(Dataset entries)
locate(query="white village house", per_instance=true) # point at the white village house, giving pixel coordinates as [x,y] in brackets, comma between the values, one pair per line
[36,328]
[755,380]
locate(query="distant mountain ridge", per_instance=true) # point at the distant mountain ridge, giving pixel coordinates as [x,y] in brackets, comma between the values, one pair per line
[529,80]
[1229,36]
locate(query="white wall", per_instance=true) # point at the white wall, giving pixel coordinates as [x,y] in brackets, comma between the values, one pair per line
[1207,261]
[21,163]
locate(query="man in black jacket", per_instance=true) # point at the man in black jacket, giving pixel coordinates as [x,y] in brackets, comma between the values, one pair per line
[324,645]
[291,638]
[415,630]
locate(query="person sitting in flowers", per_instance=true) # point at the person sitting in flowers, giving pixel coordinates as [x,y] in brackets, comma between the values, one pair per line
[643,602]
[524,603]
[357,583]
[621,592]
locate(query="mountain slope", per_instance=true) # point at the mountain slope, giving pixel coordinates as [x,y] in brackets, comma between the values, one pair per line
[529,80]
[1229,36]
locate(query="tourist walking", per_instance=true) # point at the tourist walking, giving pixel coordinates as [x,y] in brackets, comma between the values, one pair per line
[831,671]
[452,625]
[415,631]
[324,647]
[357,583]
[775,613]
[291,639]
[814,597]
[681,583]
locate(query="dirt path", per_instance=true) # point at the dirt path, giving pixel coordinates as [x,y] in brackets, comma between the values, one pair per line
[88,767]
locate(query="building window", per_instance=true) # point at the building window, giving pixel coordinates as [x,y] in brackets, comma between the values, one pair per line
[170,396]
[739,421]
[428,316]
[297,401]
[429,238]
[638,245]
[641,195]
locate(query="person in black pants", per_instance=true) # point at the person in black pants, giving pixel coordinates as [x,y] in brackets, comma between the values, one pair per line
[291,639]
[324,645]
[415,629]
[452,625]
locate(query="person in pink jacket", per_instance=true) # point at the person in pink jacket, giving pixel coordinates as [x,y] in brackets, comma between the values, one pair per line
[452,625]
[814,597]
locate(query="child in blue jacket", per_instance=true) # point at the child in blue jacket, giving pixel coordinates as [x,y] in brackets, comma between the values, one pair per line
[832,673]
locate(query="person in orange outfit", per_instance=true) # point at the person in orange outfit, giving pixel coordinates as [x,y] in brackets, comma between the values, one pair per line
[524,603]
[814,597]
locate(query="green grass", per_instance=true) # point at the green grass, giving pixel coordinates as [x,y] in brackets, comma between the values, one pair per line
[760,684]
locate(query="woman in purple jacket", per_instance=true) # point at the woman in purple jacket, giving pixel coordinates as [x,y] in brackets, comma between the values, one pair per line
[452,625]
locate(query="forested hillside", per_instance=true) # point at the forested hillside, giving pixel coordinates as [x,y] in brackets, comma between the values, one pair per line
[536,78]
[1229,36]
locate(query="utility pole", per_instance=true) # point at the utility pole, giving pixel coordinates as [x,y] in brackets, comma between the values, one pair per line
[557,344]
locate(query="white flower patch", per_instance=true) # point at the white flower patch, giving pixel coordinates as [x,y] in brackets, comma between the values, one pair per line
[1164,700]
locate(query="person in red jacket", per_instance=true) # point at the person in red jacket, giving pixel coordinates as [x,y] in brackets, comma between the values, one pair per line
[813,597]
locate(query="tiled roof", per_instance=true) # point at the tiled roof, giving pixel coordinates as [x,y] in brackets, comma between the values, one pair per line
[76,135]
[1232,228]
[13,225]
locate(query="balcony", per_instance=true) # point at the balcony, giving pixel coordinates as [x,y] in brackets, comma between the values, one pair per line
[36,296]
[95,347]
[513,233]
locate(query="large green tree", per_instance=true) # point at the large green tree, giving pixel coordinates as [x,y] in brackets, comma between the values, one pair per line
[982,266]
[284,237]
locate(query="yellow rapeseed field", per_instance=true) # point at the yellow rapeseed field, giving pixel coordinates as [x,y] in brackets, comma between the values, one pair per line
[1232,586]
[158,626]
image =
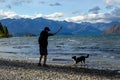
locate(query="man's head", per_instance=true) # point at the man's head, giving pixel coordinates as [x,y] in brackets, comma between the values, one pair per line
[47,29]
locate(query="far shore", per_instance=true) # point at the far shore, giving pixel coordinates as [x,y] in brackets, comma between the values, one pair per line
[22,70]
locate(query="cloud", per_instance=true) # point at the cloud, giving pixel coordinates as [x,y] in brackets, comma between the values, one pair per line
[90,17]
[110,2]
[20,2]
[94,10]
[9,6]
[55,4]
[100,17]
[9,14]
[2,1]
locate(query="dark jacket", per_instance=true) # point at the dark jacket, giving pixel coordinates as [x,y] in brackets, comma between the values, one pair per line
[43,38]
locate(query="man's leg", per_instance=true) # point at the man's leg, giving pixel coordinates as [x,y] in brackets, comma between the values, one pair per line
[40,59]
[45,59]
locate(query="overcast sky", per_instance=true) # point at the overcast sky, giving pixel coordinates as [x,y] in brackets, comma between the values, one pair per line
[69,10]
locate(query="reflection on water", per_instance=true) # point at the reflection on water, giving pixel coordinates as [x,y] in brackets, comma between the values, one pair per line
[104,50]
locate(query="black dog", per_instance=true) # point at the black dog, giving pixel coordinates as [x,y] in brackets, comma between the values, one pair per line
[80,59]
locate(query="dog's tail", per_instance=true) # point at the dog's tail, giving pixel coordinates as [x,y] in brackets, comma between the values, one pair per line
[87,56]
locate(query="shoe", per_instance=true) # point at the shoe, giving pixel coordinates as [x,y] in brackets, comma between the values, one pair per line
[39,64]
[45,65]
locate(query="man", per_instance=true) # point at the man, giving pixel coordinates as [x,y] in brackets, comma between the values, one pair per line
[43,43]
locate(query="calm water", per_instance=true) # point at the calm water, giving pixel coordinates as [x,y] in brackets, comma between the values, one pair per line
[104,50]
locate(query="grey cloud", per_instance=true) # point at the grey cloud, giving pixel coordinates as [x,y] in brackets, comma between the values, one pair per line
[94,10]
[9,6]
[116,11]
[75,12]
[42,2]
[20,2]
[2,1]
[55,4]
[109,7]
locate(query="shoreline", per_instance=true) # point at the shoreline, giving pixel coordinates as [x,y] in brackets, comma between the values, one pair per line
[16,70]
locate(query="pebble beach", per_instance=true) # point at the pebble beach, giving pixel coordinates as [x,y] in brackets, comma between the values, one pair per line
[22,70]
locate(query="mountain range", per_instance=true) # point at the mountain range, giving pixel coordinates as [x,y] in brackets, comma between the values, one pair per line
[115,29]
[22,26]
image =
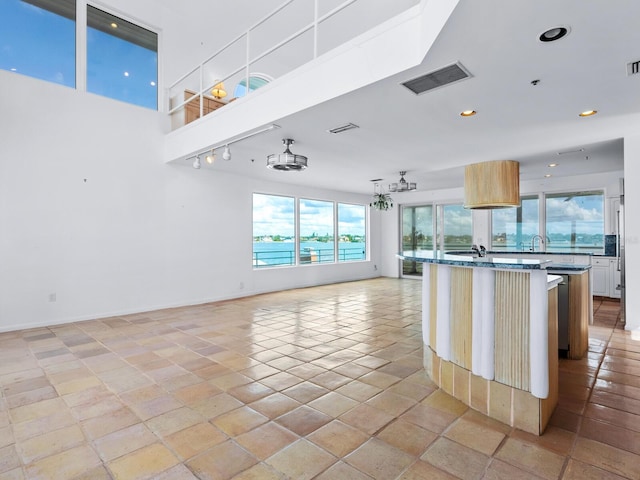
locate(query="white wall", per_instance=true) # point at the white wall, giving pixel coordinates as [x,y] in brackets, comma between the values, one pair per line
[90,215]
[632,232]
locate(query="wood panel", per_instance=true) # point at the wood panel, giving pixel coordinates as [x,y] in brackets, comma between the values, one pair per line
[579,314]
[512,329]
[192,109]
[547,405]
[433,303]
[461,312]
[493,184]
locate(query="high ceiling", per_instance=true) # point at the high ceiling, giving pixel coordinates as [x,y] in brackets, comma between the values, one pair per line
[527,95]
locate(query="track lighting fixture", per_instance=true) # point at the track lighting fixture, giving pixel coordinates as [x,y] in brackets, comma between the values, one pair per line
[210,154]
[226,155]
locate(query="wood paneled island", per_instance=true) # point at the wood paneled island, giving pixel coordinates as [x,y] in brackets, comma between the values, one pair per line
[490,333]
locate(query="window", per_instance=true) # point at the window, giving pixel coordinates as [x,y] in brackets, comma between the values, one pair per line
[122,59]
[417,234]
[455,227]
[513,228]
[275,221]
[351,232]
[256,81]
[38,39]
[273,230]
[574,221]
[316,231]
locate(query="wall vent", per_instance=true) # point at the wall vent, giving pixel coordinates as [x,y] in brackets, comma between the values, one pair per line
[343,128]
[439,78]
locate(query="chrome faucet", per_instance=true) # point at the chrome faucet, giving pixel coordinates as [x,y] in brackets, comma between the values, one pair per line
[540,242]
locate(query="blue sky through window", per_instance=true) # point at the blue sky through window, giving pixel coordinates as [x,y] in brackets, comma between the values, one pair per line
[41,43]
[37,42]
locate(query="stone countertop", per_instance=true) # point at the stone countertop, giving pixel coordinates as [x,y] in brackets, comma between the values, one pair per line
[461,260]
[469,259]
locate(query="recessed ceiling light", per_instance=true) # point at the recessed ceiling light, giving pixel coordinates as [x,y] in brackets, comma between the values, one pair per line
[553,34]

Exercise description:
Starting at the line that contains "at the recessed", output every remaining line of the data exactly, and stop after the last one.

Result of the exercise:
locate(query="recessed ceiling light", per_instance=true) # point at the recessed ceiling light, giving pixel coordinates as [x,y] in brackets, comma between the values, one pair per line
[553,34]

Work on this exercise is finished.